Tip: In the bath, exfoliate your skin with a course sea sponge or loofah to improve circulation and absorption of an herb's healing properties.
Herbal Bath Recipe
Herbal Bath Blends
For dry or chapped skin
1 cup dried rose petals
1/2 cup dried lavender flowers
For acne or eczema
1 cup dried chamomile flowers
1/2 cup dried lavender flowers
For poor circulation
1 cup dried rosemary leaves
1/2 cup dried chamomile flowers
For muscle aches and stiff joints
1/2 cup dried lemon-balm leaves
1/2 cup dried rosemary leaves
1/4 cup dried chamomile flowers
For colds and congestion
1/2 cup dried thyme leaves
1 cup dried sage leaves
1/4 cup dried rosemary leaves
Tea bag bath
If you don't have dried herbs on hand, you can use tea bags containing appropriate herbs, such as chamomile or peppermint. Pour 1 qt. of boiling water over 6 tea bags; then steep, covered for 30 min. Add the tea and the tea bags to the bathwater.
Store dried herbs in dark glass jars with airtight lids away from moisture, sunlight and heat in order to keep the fragrance and the essential oils from dissipating. Label the bottles with the name and date. Use the herbs within the year.
Keep your bathwater between 98.6F and 110F If the water is too hot, your skin will perspire, and your body will be less likely to fully absorb the healing properties of the herbs. Add the bath blend once you've filled the tub with water; otherwise, the therapeutic steam will evaporate prematurely. To avoid dehydrating your skin, limit your bath to 20 minutes.
Rose petals for a rosy glow: The petals of the rose (Rosa spp.) are not only soothing, but also contain a small amount of vitamin C; ascorbic acid is known to smooth and tone the skin. Adding rose petals to your bath will lightly moisturize dry, sensitive skin and encourage a healthy, rosy glow.
Lavender for deep cleansing: Lavender (Lavandula angustifolia or Lavandula vera) is derived from the Latin word lavare, which means "to cleanse". A fragrant additive in lotions, lavender is not only a relaxant but an antiseptic, as well. It can help to heal acne and other skin irritations, such as minor cuts, scrapes and burns.
Chamomile for skin inflammation: Both Roman (Anthemis nobilis) and German (Matricaria recutica) chamomile are rich in antibacterial and analgesic volatile oils. Use either form of chamomile to relieve such skin inflammations as eczema and psoriasis.

◇ ◇ ◇ ◇ ◇

> _List of tasks_
#1 Sum up the herbal bath text in two sentences.
#2 Answer from the herbal bath text, giving each answer on its own line marked to match:
(a) How many tea bags go into 1 qt. of boiling water?
(b) How long should a bath last at most?
(c) Which Latin word does the name lavender come from?
#3 For each statement, say yes or no depending on whether the herbal bath text agrees, and quote the words from the text that decide it:
(a) The blend for colds and congestion includes sage.
(b) The bath blend should go into the tub before it is filled with water.
(c) Rose petals contain some vitamin C.
The lines that follow have nothing to do with the herbal bath text.

> _Data block_
◇ ◇ ◇ ◇ ◇

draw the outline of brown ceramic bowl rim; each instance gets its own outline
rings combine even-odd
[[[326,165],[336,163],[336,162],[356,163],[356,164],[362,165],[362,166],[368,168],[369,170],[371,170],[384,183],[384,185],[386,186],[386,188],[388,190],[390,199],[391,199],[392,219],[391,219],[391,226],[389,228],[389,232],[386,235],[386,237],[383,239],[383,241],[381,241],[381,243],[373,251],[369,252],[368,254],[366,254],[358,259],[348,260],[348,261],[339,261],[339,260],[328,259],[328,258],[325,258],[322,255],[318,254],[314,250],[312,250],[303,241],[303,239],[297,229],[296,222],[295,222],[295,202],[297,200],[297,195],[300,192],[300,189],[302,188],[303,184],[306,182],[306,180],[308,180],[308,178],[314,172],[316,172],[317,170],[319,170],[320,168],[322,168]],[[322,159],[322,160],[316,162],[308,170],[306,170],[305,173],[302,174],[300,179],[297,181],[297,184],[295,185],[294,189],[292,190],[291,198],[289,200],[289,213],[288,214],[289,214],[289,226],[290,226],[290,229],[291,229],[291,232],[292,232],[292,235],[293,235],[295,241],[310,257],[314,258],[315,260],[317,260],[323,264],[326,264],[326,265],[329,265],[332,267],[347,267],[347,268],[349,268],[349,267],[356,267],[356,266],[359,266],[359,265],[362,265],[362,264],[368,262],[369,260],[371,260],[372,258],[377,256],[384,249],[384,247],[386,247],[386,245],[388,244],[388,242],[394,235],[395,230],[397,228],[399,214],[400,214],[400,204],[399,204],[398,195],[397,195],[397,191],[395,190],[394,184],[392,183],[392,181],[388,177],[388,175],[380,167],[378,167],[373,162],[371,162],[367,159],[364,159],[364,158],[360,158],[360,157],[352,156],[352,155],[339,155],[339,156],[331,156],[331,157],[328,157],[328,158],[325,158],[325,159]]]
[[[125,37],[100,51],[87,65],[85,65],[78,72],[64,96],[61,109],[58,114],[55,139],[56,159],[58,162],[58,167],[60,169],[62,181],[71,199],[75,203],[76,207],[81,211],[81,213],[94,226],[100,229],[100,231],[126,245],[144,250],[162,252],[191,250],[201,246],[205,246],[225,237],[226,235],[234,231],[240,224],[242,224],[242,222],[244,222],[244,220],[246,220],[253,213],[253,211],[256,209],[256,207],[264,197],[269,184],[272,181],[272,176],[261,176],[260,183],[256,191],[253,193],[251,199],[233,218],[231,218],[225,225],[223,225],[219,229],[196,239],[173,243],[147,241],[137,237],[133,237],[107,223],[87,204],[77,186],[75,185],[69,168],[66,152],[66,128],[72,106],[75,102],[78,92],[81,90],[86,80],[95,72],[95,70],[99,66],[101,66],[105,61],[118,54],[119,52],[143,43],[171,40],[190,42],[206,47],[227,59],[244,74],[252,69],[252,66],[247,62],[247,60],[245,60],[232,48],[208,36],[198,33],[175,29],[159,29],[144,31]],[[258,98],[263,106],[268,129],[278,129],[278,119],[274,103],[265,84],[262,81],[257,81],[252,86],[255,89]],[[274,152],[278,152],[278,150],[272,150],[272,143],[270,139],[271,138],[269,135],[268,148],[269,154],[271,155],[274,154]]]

◇ ◇ ◇ ◇ ◇

> _List of solutions_
#1 The herbal bath text lists blends of dried herbs for dry or chapped skin, acne or eczema, poor circulation, muscle aches and stiff joints, and colds and congestion, and offers tea bags as a substitute for dried herbs. It also explains how to store dried herbs, advises keeping bathwater between 98.6F and 110F and limiting the bath to 20 minutes, and describes the skin benefits of rose petals, lavender and chamomile.

#2
(a) 6
(b) 20 minutes
(c) lavare

#3
(a) Yes: "1 cup dried sage leaves"
(b) No: "Add the bath blend once you've filled the tub with water"
(c) Yes: "contain a small amount of vitamin C"